- [Фрагмент текста]:
Не имея границ в содержании, я еще менее связан формой «Записок». Пусть это не история, и не публицистика, и не беллетристика; пусть это и то, и другое, и третье, в беспорядочной череде, в случайных и уродливых пропорциях. Пусть! Поставив в заголовке «Записки», я ровно ничего не обещал и пишу, не стесняясь никаким стилем, нарушая все принципы архитектуры, не руководствуясь никакими правилами, рамками, формами литературного произведения…
Итак, вот первое сказание.
Москва, 2 января 1919 года.
С тех пор прошло больше двух с половиной лет. Я написал еще пять книг о революции – все так же наскоро и впопыхах. Но все сказанное выше остается в силе. И я почти ничего не имею прибавить к предыдущим строкам.
Эти шесть книг уже можно рассматривать как некое цельное сочинение, охватывающее вполне определенную и законченную эпоху не только русской революции, но и государства российского. С момента падения старого строя я довел теперь изложение до диктатуры Российской Коммунистической партии… Это не значит, что здесь я собираюсь поставить точку. Я намерен продолжать. Но если бы это намерение и не осуществилось, написанные шесть книг нельзя считать отрывком, не имеющим права на самостоятельное существование.

- [Исходный материал]:
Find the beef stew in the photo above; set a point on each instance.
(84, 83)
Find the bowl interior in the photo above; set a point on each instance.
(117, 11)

- [Письменное задание 1]:
Изложите суть предисловия к «Запискам» в двух предложениях.
- [Письменное задание 2]:
Почему, согласно предисловию к «Запискам», шесть написанных книг нельзя считать отрывком? Ответьте в одном-двух предложениях.

- [Письменный ответ 1]:
В «Записках» автор не связан ни содержанием, ни формой и пишет, не придерживаясь никакого стиля, правил и рамок литературного произведения. С момента записи от 2 января 1919 года прошло больше двух с половиной лет, за это время написаны еще пять книг о революции, и вместе шесть книг составляют цельное сочинение, доводящее изложение от падения старого строя до диктатуры Российской Коммунистической партии.

- [Письменный ответ 2]:
Эти шесть книг охватывают вполне определенную и законченную эпоху не только русской революции, но и государства российского: изложение доведено от падения старого строя до диктатуры Российской Коммунистической партии. Поэтому они образуют цельное сочинение, имеющее право на самостоятельное существование, даже если намерение продолжать не осуществится.